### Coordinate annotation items
◆ ◆ ◆ ◆ ◆ ◆ ◆

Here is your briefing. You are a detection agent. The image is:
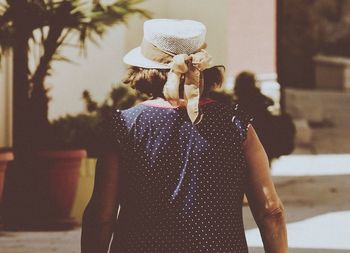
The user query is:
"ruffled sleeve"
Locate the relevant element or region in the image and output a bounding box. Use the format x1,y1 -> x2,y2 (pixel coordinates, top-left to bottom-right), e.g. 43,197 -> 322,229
232,104 -> 254,143
99,108 -> 126,153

◆ ◆ ◆ ◆ ◆ ◆ ◆

### Exercise instructions
Write out the lines of every item above word for word, leaving out the pictures.

### Answer in full
Here is your briefing. You are a detection agent. The image is:
The user query is:
"ruffled sleeve"
Locate the relevant element or region in the image and output a bounding box. Use the format x1,y1 -> x2,y2 (pixel coordinates, top-left to bottom-right), e.g. 43,197 -> 322,229
232,104 -> 254,143
99,108 -> 126,153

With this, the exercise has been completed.